Text section

Every Week the winner of the “Choose or Lose” Challenge gets to post his own post on the blog. This week’s winner was Mike Jones. This is his post:
Obviously there are a million reasons to hate Tennessee, so this could go on forever, but I will just hit the highlights. As Bill Parcells would say, “No disrespect to the Vol fans, but we call em’ felons.”
(1) Al Gore — When he was not busy inventing the IPod, fantasy football, tropical flavored starbursts, the interweb, American Idol, FUBU, Lean Pockets, fighting beta fish, fat colored shoe laces, the squeeze play, the chariot or Nike Shox, then he was just simply sucking.
(2) Pulaski, TN — Home of the KKK. The Klan was born in Tennessee, which is not surprising, but the fact that it was born in the law office of Thomas Jones, is a little disturbing. Heck that guy could have been kin to me, Matt or in a bit of irony, may be the great-grandfather of Thomas Jones, running back for the Chicago Bears. I hate the Klan and all they stand for, so that is as good a reason as any to hate Tennessee. The fact that a fellow lawyer started it, priceless.
(3) Pat Summitt — Let me start off by acknowledging that this dude can coach. He is a great recruiter and any man that wins that many national championships should have his jock enshrined. I wonder what his wife thinks about him hanging out with college girls all year. I dont know about you, but I think something might be going on between Pat and his players. You know sexually. That shouldn’t happen.

Records of labeled points
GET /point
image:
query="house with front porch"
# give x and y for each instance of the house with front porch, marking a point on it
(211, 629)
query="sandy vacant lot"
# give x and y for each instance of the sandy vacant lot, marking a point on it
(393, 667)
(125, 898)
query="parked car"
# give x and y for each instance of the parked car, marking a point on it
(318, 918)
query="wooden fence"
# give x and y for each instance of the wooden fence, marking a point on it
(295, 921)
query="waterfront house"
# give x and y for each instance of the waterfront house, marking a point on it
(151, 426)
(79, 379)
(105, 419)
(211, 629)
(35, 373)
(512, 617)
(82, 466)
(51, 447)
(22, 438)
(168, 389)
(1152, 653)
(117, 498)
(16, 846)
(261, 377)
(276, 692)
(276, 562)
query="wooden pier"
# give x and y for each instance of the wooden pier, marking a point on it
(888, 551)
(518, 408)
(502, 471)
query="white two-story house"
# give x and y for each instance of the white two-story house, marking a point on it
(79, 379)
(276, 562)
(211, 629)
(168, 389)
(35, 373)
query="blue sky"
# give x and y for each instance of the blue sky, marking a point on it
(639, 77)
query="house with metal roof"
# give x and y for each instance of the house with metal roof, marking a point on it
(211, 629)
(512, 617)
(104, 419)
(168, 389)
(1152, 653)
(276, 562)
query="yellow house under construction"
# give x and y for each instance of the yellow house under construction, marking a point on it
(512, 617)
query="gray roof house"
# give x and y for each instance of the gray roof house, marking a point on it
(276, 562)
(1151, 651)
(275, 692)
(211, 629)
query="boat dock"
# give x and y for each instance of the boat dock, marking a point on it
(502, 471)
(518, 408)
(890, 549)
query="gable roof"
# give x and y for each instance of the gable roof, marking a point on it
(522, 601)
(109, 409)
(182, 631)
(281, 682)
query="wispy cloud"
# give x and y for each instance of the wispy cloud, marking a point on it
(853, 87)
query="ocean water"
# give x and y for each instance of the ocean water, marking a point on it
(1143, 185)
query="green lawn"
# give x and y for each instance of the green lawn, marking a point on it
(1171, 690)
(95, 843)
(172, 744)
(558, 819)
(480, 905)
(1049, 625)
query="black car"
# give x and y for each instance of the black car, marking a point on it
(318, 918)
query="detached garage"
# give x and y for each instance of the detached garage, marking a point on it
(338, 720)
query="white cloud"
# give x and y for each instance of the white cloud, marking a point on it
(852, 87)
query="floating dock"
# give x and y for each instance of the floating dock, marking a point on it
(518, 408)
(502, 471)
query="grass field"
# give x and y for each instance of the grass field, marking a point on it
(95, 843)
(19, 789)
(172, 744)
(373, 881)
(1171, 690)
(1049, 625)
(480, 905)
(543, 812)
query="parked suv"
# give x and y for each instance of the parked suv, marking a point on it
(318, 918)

What the task asks
Reproduce the passage of the blog post on reasons to hate Tennessee, starting with "(2) Pulaski, TN" and going on through "started it, priceless.".

Reply to the exercise
(2) Pulaski, TN — Home of the KKK. The Klan was born in Tennessee, which is not surprising, but the fact that it was born in the law office of Thomas Jones, is a little disturbing. Heck that guy could have been kin to me, Matt or in a bit of irony, may be the great-grandfather of Thomas Jones, running back for the Chicago Bears. I hate the Klan and all they stand for, so that is as good a reason as any to hate Tennessee. The fact that a fellow lawyer started it, priceless.